Problem 1 :: Find each line in the records that contains the word "where", and copy those lines out.

# Tuna??



## firepisser8104 (Dec 7, 2004)

would tuna be a good food for them? i got to thinking about it while making a tuna sandwich for luch today and was wondering if they can eat it? a lot of people as well as fish eat them so i don't see why they could be bad. can anybody correct me or agree with me on this??


----------



## syd (Nov 6, 2004)

if its in a can i say no b/c of all the salt and preservatives.

even if is natural "steak" i think its still bad cuz of all the mercury poisining that collected in it cuz of the higher trophic level its in.

not sure though


----------



## Guest (Dec 12, 2004)

This is what Brian Scott's pinned article said about tuna:


> Finally we have "red" fleshed fishes. These include: Mako, swordfish, marlin, tuna, and all other sharks and billfishes. These meats can be extraordinarily messy to feed and they often release high levels of blood and other juices into the aquarium. The tanks often stink within hours of feeding such foods and they are best avoided all together.


I think this is a bit harsh.

Problem 2 ::
Answer these questions about the forum thread on tuna:
(a) What does syd say canned tuna contains that makes it a poor choice?
(b) According to the quoted article, what do red-fleshed meats often release into the aquarium?
(c) What was firepisser8104 making when the question came up?

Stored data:
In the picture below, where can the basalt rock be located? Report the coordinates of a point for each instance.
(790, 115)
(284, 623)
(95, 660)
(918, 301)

--

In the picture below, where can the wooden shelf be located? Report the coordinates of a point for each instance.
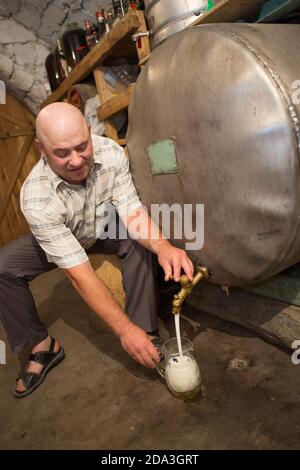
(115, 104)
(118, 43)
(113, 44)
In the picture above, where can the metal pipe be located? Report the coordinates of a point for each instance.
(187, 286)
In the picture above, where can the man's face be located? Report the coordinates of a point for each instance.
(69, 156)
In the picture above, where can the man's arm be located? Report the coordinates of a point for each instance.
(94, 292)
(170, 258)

Response 1 ::
In the picture below, where can the basalt rock be located? Report the coordinates of a point for each instance.
In the picture below, where can the wooden shelf be located? Report the coordinates of a point for each instance.
In the picture above, where can the metal pipe be located? Report the coordinates of a point for each instance.
In the picture above, where can the man's face be located? Report the coordinates of a point for each instance.
In the picture above, where can the man's arm be located? Report the coordinates of a point for each instance.

Response 2 ::
(a) Lots of salt and preservatives.
(b) High levels of blood and other juices.
(c) A tuna sandwich.